● TASK INSTRUCTIONS:
How many lines in the entries below contain the word "mask"? Reply with the number alone.
### RECORDS FOR THIS TASK
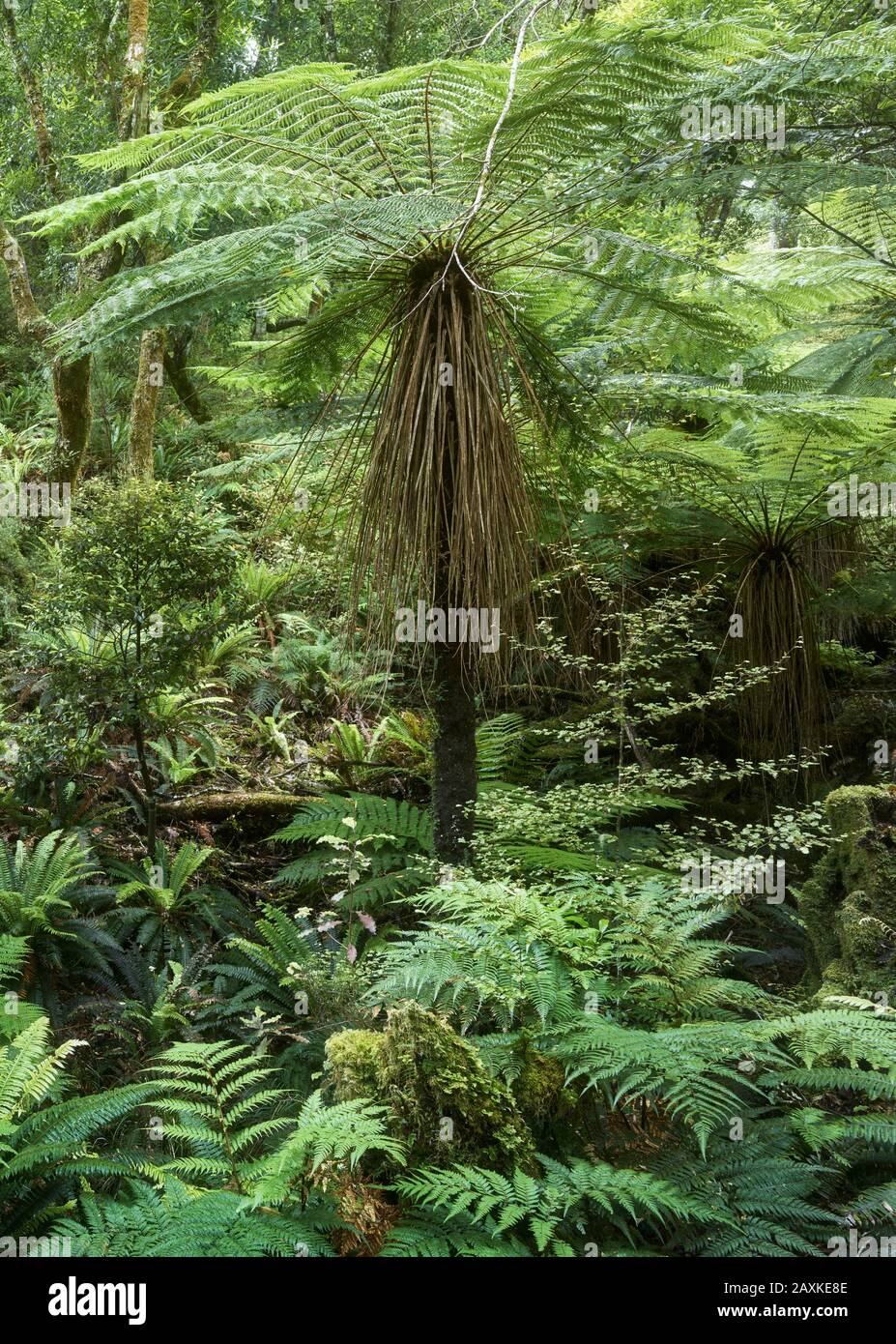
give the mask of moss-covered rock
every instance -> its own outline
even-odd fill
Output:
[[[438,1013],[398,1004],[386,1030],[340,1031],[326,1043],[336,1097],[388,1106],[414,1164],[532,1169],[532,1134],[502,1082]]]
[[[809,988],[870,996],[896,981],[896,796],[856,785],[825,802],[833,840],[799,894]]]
######
### RECORDS FOR THIS TASK
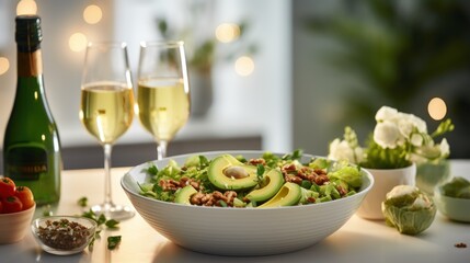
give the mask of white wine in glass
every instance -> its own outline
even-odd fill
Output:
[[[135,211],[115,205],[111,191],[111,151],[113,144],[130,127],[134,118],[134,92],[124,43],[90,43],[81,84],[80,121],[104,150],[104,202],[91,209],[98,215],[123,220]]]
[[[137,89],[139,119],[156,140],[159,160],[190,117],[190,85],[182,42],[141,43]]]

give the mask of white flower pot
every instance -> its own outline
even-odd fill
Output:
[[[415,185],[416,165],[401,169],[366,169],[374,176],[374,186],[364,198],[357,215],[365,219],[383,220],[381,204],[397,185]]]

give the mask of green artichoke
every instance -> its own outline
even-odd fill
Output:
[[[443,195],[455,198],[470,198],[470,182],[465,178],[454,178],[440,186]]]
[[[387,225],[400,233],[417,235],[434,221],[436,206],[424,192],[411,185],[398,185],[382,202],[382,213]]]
######
### RECORDS FOR THIS TASK
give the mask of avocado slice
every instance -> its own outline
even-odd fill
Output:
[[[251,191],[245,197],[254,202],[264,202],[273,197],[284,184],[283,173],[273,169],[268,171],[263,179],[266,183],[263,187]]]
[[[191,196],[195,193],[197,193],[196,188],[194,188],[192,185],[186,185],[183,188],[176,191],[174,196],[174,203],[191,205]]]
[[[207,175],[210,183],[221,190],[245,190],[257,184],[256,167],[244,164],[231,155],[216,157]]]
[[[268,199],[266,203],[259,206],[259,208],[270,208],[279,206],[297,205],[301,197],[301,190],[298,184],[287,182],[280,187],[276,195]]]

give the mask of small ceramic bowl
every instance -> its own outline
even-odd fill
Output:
######
● SOLUTION:
6